Data lines -
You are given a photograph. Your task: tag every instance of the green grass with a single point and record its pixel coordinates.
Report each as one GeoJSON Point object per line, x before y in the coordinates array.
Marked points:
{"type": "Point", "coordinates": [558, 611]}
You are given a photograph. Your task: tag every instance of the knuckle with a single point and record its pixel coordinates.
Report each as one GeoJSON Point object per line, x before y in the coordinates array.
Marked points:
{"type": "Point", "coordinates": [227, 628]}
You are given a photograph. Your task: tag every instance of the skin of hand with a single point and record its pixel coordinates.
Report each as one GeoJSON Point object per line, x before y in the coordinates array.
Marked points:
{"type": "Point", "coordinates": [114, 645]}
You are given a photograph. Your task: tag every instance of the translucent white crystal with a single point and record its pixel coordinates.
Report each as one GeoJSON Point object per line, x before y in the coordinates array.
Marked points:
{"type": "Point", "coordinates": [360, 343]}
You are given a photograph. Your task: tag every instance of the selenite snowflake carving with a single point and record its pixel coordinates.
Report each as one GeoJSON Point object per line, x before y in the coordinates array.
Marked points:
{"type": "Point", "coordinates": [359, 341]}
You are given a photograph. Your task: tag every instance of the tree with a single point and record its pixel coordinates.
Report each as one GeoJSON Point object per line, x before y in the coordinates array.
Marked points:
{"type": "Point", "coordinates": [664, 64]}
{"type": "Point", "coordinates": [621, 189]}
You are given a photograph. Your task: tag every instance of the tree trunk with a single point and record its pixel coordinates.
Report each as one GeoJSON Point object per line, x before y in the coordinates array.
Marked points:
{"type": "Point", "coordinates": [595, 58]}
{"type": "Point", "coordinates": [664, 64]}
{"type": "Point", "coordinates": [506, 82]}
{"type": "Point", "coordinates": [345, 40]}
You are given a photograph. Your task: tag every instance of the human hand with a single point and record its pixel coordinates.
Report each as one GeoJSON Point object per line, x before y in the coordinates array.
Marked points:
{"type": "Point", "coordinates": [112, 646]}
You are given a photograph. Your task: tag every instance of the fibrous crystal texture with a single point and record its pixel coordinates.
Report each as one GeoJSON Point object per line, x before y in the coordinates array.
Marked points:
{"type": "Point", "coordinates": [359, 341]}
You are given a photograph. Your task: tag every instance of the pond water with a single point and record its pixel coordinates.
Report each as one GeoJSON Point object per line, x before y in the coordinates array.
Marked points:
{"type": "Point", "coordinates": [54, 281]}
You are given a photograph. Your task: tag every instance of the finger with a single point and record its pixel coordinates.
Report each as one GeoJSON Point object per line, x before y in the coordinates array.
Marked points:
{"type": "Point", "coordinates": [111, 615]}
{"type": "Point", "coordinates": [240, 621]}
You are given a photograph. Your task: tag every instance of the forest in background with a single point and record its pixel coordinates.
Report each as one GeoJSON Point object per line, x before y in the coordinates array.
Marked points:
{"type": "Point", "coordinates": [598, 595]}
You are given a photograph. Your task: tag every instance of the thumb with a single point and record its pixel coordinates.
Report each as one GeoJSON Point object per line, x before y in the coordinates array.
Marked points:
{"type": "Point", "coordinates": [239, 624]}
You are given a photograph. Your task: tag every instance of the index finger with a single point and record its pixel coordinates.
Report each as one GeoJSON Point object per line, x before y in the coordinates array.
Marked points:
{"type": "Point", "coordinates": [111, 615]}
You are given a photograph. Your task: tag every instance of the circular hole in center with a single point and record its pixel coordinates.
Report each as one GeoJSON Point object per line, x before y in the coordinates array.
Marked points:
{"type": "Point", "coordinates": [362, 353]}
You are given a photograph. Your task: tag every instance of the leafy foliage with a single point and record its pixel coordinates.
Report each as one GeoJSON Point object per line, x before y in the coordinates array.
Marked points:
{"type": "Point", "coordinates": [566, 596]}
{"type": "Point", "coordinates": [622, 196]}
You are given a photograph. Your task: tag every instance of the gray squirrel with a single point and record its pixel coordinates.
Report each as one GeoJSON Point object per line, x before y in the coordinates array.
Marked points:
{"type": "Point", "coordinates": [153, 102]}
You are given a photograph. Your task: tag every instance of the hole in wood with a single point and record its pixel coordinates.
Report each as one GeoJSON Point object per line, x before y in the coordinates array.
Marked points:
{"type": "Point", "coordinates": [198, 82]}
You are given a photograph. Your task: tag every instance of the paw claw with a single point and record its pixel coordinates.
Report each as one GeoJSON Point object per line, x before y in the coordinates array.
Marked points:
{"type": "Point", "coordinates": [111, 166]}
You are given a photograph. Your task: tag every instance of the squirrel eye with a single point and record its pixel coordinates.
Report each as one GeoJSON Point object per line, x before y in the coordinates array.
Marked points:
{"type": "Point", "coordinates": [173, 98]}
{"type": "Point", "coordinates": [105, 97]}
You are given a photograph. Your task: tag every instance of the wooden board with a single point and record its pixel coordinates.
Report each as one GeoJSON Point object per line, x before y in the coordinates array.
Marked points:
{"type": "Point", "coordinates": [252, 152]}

What is being asked -
Starting at the line that contains "of the wooden" and running through the end of the listing, write those lines out again with "wooden board" swapped for "cutting board" and nothing else changed.

Solved exercise -
You are given a photograph. Your task: tag every instance of the cutting board with a single point and record its pixel coordinates.
Report each as one GeoJSON Point object per line, x before y in the coordinates array.
Marked points:
{"type": "Point", "coordinates": [252, 152]}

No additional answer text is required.